(SELECTED EXCERPT):
Academic says reforms shortsighted and politicised due to lack of coordination


AS 2017 comes to a close, a prominent educator has compared top education policymakers to inefficient orchestra conductors given their recent performance. 

 

“It’s as if decision-makers do not know what to do or where to focus,” Athapol Anunthavorasakul, a lecturer at Chulalongkorn University’s Faculty of Education and director of the Research and Development Centre on Education for Sustainable Development, told The Nation in an exclusive interview last week about his observations about education policy by the junta-led government. 

 

Athapol was responding to a request to evaluate the educational performance of the current government. 

 

After coming to power more than three years ago, the military-installed government has already named three education ministers.

 

Admiral Narong Pipatanasai was the first, followed by General Dapong Ratanasuwan and the latest incarnation is Teerakiat Jareonsettasin. 

 

“As the education minister, [Teerakiat] should focus on the overall picture and assign proper roles for each agency to play,” Athapol said. 

 

He expressed concern that the Equitable Education Fund, which will be established next year, would further entrench a culture whereby agencies work separately. “Without integration, children are affected,” he said. 

 

Even good ideas that were not well integrated and implemented would end in failure, he said. For example, while the idea of a “professional learning community” (PLC) is a good concept, the Education Ministry’s decision to link it to academic-rank promotions has posed problems. 

 

“The PLC will be a real driving force only when teachers voluntarily join. There is no point making it mandatory,” Athapol said. 

 

He added that Thailand had good practices but lacked the determination to implement them into the mainstream.

 

Athapol also emphasised the need to prepare efficient long-term teacher development, because teachers played a key role in educational quality.

 

He said it was necessary to prepare good prepatory programmes for teachers, otherwise young, energetic newcomers would eventually lose determination in the face of an unproductive work structure and unfavourable work culture. 

 

“Actually, if we can change just 10 per cent of the teachers to be efficient ones, the good practices will catch on,” he said. “That way, we can transform the country’s educational sector.” 

 

Athapol also approved of the “teacher as learner project”, under which senior teachers guide their younger colleagues. But the project has not been implemented on a large scale, he added. 

 

During the current government’s term, various educational policies have been introduced, including shorter class hours, an emphasis on history and civic duties, and the establishment of provincial education committees. 

 

While provincial education committees were intended to change the educational sector for the better, they have instead caused problems, going against the ongoing decentralisation trend and also upsetting schools.

 

“Schools can’t be happy because suddenly they have two bosses to report to – provincial education committees and educational services areas offices,” Athapol said. 

 

Before Teerakiat Jareonsettasin stepped into the top position as Education Minister, Athapol said he had been trying to work on a new curriculum. But the extent of the change had affected many people, and so Teerakiat retreated from facing problems head on and updated the curricula only for sciences, maths, computers, technology and geography.

 

All of those subjects are linked to the Institute for the Promotion of Teaching Science and Technology (IPST) and the International Science Olympiads.

 

Teerakiat only upgraded portions of each subject to ensure consistency so that teaching colleges’ curricula could keep up with required changes in teaching methods. As teachers faced constant changes, they began to act more like politicians, working for short-term objectives rather than the long-term shifts required to upgrade the system, Athapol said. 

 

Teerakiat had also stopped talking about teaching colleges’ four-year or five-year curricula adjustments as that had turned into a political agenda.

(EXERCISE INSTRUCTIONS):
a – Print the passage of the education policy article starting with "Even good ideas" and going on through "in educational quality.".
b – In the education policy article, which three people have served as education minister under the military-installed government?

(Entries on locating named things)
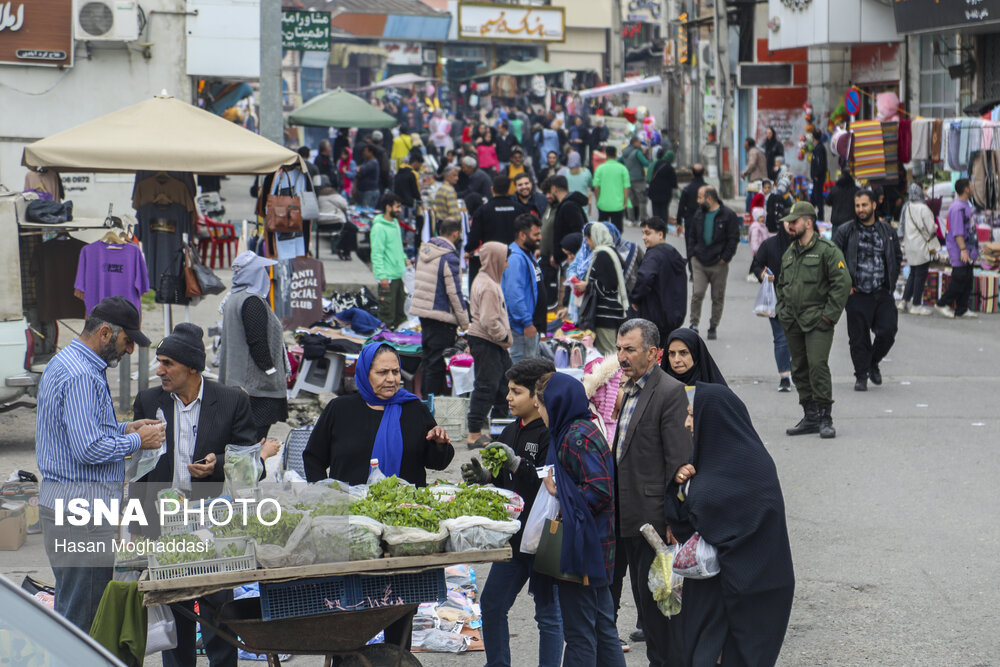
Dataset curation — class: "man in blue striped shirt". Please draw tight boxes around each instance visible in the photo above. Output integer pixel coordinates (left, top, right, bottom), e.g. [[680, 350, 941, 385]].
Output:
[[35, 297, 164, 632]]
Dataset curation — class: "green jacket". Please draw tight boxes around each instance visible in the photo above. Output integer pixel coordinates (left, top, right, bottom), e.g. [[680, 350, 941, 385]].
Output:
[[777, 233, 851, 331], [369, 214, 406, 280]]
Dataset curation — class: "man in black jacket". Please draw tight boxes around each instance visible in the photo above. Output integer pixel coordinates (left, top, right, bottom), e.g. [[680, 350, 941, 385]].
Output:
[[629, 217, 687, 350], [833, 190, 903, 391], [685, 185, 740, 340], [462, 358, 563, 665], [677, 164, 705, 271], [132, 322, 280, 667]]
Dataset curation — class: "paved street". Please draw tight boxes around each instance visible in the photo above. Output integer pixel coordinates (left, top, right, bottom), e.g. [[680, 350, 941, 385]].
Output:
[[0, 190, 1000, 667]]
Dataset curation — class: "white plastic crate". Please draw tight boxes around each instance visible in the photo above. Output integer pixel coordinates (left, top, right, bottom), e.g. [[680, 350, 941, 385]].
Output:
[[149, 537, 257, 581]]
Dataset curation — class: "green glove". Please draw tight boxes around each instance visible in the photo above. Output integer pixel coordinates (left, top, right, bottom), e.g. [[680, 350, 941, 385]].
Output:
[[484, 442, 521, 472], [462, 456, 493, 484]]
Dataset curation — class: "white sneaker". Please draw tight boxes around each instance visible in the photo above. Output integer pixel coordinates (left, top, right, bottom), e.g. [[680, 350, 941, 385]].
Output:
[[934, 306, 955, 319]]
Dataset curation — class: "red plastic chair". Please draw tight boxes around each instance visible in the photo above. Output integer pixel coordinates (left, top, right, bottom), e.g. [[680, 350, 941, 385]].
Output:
[[198, 215, 239, 269]]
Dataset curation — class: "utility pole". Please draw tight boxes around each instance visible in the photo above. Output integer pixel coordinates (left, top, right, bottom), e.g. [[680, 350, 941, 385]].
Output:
[[259, 0, 285, 146], [714, 0, 735, 199]]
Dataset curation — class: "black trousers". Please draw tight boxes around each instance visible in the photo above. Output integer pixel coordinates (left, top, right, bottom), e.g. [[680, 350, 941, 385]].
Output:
[[468, 336, 511, 433], [597, 209, 625, 231], [844, 287, 899, 378], [420, 317, 458, 398], [938, 265, 972, 315], [618, 536, 693, 667]]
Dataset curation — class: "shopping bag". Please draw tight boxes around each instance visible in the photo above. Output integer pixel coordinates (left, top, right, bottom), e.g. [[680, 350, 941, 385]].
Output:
[[674, 533, 719, 579], [521, 484, 559, 554], [753, 280, 778, 317]]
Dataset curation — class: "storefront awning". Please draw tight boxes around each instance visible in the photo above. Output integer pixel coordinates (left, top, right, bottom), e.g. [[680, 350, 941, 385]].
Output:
[[330, 44, 389, 68], [577, 76, 663, 99]]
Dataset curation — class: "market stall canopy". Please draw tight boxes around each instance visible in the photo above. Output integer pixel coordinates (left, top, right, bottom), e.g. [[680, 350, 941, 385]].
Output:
[[358, 73, 435, 90], [288, 88, 398, 129], [577, 76, 663, 100], [21, 95, 301, 174], [476, 58, 566, 79]]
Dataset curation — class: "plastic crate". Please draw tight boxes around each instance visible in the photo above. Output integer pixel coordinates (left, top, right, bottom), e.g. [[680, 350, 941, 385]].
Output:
[[260, 576, 354, 621], [354, 569, 448, 609], [148, 537, 257, 581]]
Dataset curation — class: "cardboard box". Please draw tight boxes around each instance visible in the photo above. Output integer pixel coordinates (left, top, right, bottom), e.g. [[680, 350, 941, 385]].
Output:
[[0, 500, 28, 551]]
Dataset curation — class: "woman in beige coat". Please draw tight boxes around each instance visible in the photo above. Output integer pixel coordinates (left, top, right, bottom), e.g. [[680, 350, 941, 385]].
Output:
[[896, 183, 941, 315], [465, 241, 514, 449]]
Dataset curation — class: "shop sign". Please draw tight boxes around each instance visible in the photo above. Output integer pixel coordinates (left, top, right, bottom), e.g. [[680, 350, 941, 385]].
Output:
[[0, 0, 73, 67], [458, 2, 566, 42], [892, 0, 1000, 34], [621, 0, 663, 23], [281, 11, 330, 51], [379, 41, 424, 65]]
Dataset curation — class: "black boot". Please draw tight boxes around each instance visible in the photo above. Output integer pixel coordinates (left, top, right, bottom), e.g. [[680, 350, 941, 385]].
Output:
[[785, 403, 819, 435], [819, 405, 837, 440]]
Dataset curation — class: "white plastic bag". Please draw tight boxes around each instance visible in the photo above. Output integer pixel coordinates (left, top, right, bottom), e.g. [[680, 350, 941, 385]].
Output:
[[521, 484, 559, 554], [441, 516, 521, 552], [674, 533, 719, 579], [753, 280, 778, 317], [146, 604, 177, 655]]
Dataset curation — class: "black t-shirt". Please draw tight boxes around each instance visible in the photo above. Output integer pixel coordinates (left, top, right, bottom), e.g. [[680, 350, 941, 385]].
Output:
[[302, 394, 455, 486]]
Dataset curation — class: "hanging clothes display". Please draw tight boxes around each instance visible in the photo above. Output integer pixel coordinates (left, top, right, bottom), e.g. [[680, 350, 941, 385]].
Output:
[[31, 234, 84, 322], [851, 120, 885, 180], [74, 240, 149, 313]]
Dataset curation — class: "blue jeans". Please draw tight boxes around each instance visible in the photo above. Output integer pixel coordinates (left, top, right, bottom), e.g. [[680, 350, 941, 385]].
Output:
[[558, 581, 625, 667], [767, 317, 792, 373], [479, 558, 563, 667], [510, 331, 538, 364], [39, 507, 117, 634]]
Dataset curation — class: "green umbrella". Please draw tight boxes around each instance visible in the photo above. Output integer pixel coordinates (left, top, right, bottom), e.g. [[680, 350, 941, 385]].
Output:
[[288, 88, 398, 129]]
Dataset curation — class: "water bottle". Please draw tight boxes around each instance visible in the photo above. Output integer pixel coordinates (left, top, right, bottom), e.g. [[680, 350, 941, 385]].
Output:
[[368, 459, 385, 485]]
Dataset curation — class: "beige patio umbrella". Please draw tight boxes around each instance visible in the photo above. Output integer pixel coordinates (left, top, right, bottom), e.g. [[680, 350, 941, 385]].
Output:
[[21, 94, 305, 175]]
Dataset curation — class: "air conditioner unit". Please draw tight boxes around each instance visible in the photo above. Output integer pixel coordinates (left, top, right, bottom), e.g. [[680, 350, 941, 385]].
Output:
[[73, 0, 139, 42]]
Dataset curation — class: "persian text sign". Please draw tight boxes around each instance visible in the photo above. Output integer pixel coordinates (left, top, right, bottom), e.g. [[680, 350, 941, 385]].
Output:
[[281, 11, 330, 51], [458, 2, 566, 42]]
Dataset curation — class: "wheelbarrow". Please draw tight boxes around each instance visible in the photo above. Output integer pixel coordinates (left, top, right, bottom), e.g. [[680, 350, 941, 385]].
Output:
[[171, 598, 420, 667]]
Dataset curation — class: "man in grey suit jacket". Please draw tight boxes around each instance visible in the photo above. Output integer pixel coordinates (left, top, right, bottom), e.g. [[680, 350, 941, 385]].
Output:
[[614, 319, 693, 667]]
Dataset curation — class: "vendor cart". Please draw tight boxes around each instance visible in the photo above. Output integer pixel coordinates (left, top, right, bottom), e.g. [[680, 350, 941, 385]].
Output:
[[139, 546, 511, 667]]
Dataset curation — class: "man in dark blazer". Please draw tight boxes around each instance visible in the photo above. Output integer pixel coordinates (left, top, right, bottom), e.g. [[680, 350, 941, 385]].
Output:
[[614, 318, 693, 667], [132, 323, 280, 667]]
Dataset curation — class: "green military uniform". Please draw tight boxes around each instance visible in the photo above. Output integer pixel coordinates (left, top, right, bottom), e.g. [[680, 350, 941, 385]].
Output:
[[777, 217, 851, 408]]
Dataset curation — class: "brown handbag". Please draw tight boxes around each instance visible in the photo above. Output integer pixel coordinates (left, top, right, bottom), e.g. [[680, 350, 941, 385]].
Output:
[[264, 169, 302, 232], [184, 246, 202, 297]]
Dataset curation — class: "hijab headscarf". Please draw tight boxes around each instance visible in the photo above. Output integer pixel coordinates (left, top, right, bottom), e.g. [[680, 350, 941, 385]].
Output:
[[545, 373, 613, 586], [219, 250, 278, 313], [354, 343, 420, 477], [584, 223, 628, 313], [665, 382, 795, 665], [663, 327, 728, 387]]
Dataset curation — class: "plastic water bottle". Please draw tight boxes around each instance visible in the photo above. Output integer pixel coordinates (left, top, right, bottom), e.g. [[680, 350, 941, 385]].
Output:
[[368, 459, 385, 485]]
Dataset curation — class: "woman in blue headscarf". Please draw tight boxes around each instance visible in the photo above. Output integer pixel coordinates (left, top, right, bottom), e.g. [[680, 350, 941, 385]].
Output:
[[534, 373, 625, 667], [302, 343, 455, 486]]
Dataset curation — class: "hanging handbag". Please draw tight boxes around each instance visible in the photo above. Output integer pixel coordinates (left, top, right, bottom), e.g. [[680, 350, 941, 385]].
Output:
[[184, 246, 201, 297], [534, 517, 590, 586], [264, 169, 302, 232]]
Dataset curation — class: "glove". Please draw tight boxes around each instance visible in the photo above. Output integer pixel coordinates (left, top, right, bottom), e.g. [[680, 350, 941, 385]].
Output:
[[462, 456, 493, 484], [484, 442, 521, 472]]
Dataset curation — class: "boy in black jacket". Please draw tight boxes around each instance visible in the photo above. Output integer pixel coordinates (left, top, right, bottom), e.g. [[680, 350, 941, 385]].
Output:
[[462, 358, 563, 665]]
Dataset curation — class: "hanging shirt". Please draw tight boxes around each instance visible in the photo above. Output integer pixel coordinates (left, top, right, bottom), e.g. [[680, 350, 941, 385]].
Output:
[[31, 237, 86, 322], [73, 241, 149, 313]]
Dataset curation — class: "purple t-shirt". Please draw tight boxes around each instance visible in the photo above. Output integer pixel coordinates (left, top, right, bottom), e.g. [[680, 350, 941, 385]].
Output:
[[944, 199, 979, 267], [73, 241, 149, 314]]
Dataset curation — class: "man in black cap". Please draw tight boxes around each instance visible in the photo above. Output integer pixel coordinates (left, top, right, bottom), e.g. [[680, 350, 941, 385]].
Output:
[[132, 322, 280, 667], [35, 296, 164, 632]]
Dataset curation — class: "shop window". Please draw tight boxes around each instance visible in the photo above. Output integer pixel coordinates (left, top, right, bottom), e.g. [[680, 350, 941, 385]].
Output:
[[919, 35, 959, 118]]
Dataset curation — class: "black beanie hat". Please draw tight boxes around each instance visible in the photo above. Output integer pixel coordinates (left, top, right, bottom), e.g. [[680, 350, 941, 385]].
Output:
[[156, 322, 205, 373]]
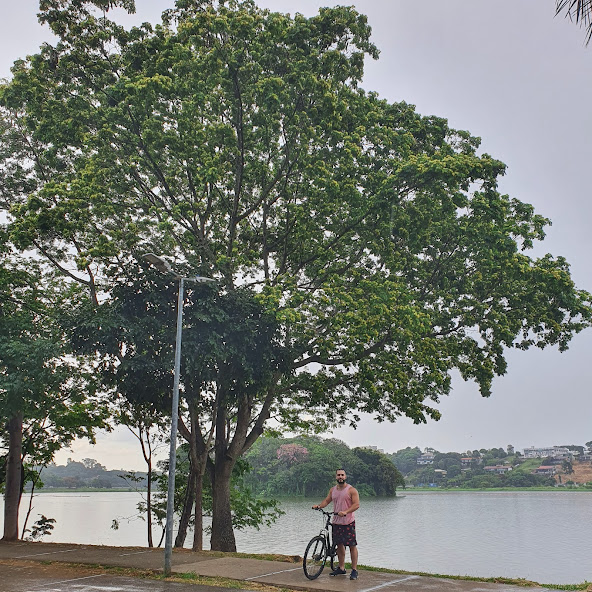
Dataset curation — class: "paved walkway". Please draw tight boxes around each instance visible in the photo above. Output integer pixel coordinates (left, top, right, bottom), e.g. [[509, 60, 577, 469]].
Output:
[[0, 541, 560, 592]]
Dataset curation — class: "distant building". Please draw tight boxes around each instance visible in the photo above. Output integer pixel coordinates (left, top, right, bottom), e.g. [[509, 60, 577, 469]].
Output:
[[362, 446, 384, 454], [483, 465, 512, 475], [417, 452, 435, 465], [524, 446, 572, 459]]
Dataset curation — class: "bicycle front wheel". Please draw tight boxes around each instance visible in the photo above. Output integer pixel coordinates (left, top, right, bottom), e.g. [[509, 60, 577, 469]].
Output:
[[302, 536, 327, 580]]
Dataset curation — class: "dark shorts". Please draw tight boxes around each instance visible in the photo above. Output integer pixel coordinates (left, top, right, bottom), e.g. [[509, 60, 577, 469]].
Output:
[[333, 521, 358, 547]]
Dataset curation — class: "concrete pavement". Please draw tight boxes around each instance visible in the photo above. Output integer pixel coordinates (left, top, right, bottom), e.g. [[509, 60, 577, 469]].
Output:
[[0, 541, 560, 592]]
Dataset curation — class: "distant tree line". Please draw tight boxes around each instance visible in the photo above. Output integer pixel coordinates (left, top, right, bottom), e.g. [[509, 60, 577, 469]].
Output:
[[31, 458, 147, 489], [244, 436, 405, 497]]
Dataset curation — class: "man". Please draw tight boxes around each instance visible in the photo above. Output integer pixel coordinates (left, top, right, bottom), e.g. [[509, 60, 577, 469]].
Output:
[[313, 469, 360, 580]]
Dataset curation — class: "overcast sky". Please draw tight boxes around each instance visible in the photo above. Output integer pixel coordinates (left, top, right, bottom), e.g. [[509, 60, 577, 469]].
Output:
[[0, 0, 592, 469]]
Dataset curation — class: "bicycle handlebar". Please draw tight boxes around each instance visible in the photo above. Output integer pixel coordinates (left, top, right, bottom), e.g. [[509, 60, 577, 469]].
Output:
[[313, 508, 339, 516]]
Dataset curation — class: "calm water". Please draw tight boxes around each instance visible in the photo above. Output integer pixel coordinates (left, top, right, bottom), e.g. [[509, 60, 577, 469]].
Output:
[[0, 492, 592, 584]]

(RESPONSES PER TASK):
a –
Even good ideas that were not well integrated and implemented would end in failure, he said. For example, while the idea of a “professional learning community” (PLC) is a good concept, the Education Ministry’s decision to link it to academic-rank promotions has posed problems. 

 

“The PLC will be a real driving force only when teachers voluntarily join. There is no point making it mandatory,” Athapol said. 

 

He added that Thailand had good practices but lacked the determination to implement them into the mainstream.

 

Athapol also emphasised the need to prepare efficient long-term teacher development, because teachers played a key role in educational quality.

b – Admiral Narong Pipatanasai, General Dapong Ratanasuwan and Teerakiat Jareonsettasin.